> _WHAT IS EXPECTED_: Count the lines of the records that contain the word "base", and give only the number.

Records of labeled boxes:
%%
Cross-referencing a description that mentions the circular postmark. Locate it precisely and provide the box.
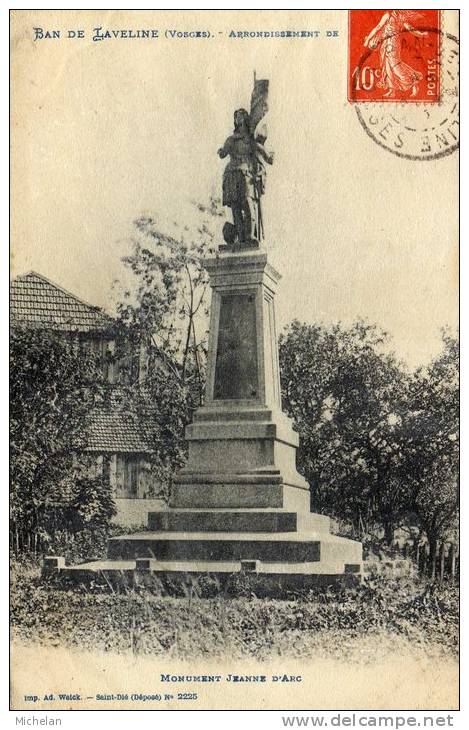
[350,28,459,161]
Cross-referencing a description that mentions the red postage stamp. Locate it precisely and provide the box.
[348,10,441,103]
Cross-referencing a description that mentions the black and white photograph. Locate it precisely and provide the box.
[9,9,460,712]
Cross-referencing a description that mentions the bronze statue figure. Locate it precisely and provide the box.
[218,80,273,246]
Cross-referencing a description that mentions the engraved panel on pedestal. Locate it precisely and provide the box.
[214,294,259,400]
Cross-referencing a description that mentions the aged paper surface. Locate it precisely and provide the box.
[11,10,459,710]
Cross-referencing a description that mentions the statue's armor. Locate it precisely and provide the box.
[223,133,255,207]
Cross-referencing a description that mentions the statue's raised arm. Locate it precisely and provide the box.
[218,80,273,246]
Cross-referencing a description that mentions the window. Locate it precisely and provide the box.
[116,454,140,498]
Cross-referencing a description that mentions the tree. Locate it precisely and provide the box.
[280,321,409,542]
[407,330,459,570]
[116,200,222,494]
[10,327,113,532]
[117,199,222,401]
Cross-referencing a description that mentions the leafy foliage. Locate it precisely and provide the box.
[280,321,459,543]
[11,571,458,663]
[10,328,114,531]
[280,321,406,540]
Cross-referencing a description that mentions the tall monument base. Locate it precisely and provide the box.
[44,246,362,590]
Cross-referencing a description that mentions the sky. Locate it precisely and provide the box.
[11,11,458,367]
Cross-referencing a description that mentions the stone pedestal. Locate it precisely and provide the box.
[47,246,362,595]
[170,251,309,510]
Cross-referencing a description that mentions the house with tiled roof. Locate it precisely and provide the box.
[10,271,161,525]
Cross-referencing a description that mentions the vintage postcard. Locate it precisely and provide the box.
[10,9,459,712]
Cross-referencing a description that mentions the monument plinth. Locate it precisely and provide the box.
[109,246,361,588]
[45,80,362,591]
[170,251,309,508]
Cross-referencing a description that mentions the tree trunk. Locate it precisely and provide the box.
[449,542,456,581]
[428,536,438,580]
[384,522,394,547]
[438,542,445,583]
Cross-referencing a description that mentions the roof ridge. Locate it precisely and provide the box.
[13,270,113,312]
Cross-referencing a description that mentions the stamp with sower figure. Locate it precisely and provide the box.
[348,10,440,102]
[348,10,459,160]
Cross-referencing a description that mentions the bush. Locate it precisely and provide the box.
[11,563,459,661]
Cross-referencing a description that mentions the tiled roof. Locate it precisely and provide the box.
[10,271,113,332]
[82,409,154,454]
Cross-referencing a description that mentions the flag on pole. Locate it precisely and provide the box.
[249,76,269,135]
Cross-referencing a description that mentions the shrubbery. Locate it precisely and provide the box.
[11,565,459,661]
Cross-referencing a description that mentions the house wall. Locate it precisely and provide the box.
[112,498,165,527]
[75,454,165,527]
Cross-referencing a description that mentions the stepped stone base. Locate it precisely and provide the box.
[45,247,362,593]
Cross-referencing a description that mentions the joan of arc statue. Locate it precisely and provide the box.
[218,80,273,245]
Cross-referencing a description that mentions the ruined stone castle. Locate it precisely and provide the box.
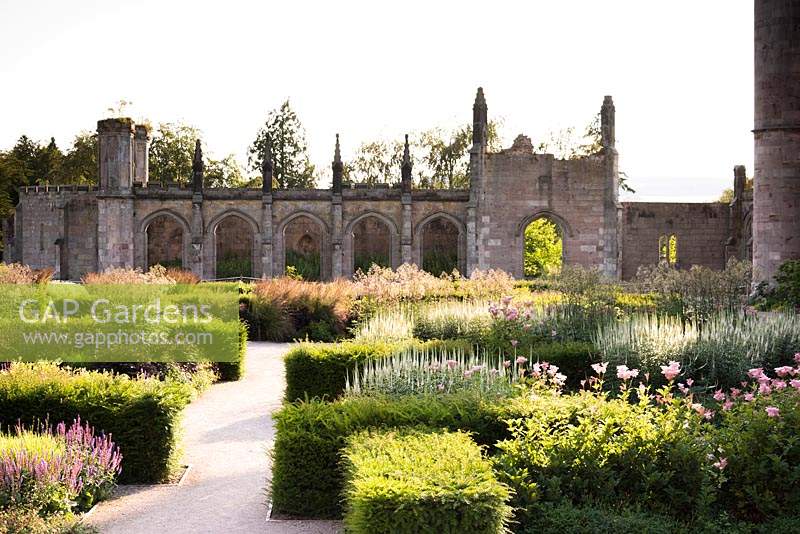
%%
> _FULL ANSWER_: 2